* [Dataset extract]:
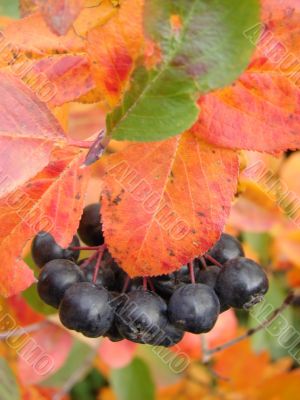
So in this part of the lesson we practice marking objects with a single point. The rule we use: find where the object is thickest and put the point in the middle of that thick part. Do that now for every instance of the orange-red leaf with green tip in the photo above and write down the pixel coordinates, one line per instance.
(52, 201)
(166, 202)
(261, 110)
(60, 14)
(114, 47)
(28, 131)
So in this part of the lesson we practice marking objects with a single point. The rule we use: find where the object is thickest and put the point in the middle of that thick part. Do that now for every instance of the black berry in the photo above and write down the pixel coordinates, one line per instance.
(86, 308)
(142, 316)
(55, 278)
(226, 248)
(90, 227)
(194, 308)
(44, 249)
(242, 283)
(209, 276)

==

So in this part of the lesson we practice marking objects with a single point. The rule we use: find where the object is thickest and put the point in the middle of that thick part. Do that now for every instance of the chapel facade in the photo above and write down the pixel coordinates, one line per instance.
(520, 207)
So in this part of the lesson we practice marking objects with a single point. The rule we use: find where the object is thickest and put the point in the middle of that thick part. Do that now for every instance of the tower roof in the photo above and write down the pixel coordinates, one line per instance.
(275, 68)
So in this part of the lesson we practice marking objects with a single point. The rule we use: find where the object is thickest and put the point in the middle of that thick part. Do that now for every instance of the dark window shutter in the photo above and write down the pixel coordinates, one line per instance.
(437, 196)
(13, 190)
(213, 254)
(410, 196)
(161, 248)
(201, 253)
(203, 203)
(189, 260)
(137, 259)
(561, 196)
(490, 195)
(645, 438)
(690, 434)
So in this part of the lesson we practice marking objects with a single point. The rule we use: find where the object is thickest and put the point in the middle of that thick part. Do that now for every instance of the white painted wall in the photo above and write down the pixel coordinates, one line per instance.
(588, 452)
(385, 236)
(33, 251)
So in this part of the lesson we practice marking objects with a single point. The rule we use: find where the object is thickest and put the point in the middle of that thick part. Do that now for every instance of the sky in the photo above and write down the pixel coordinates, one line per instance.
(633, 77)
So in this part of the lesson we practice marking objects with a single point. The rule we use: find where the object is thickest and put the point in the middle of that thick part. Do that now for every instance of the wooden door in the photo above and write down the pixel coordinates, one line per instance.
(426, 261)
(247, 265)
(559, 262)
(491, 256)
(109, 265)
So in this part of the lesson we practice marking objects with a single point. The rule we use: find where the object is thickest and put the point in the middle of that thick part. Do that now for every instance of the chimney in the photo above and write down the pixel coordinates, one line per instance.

--

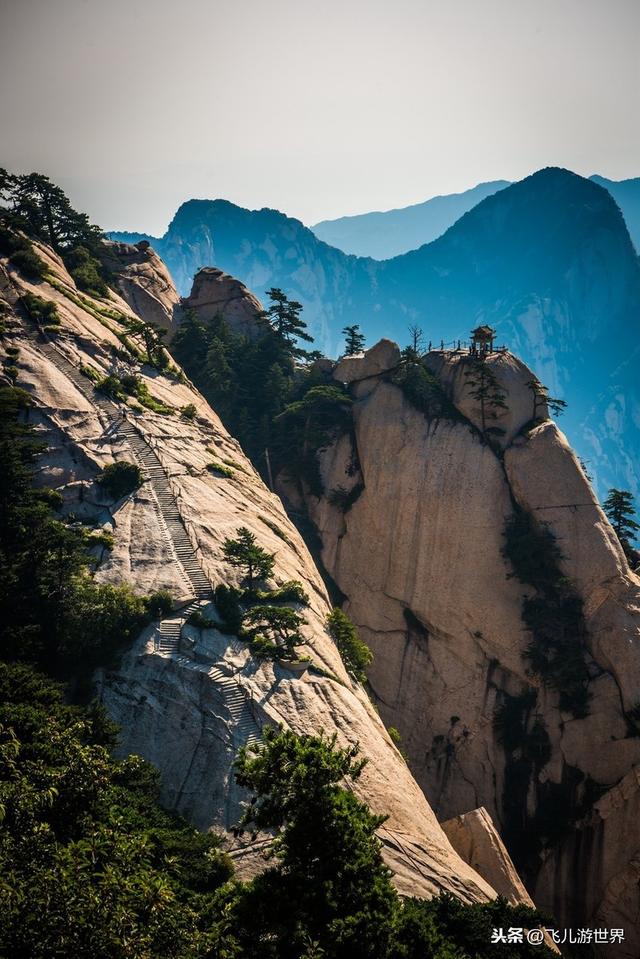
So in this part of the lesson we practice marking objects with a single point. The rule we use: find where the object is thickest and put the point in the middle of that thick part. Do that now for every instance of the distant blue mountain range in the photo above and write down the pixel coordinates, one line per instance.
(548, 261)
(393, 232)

* [What this task involves]: What you give back should be exactly the lines of the data above from the line with "of the wooden" through the line with "of the chimney", both of those included, and nothing more.

* [Response area]:
So in this part of the lesson we practice marking objects with a single point. The rule we use: find where the object is thickest and put the point in the middle of that thick part. Do that now for every instance of the wooden door in the photo above and write down the pixel coordinates, one line per instance.
(426, 261)
(247, 265)
(559, 262)
(491, 256)
(109, 265)
So in this part of the lesson we practice marking objects with a single point. The rule we use: find where the object is thickest and put the point in the middle of that thick part. Do that now for every instance of the chimney in the photo above and write down the pixel coordinates, one line per instance.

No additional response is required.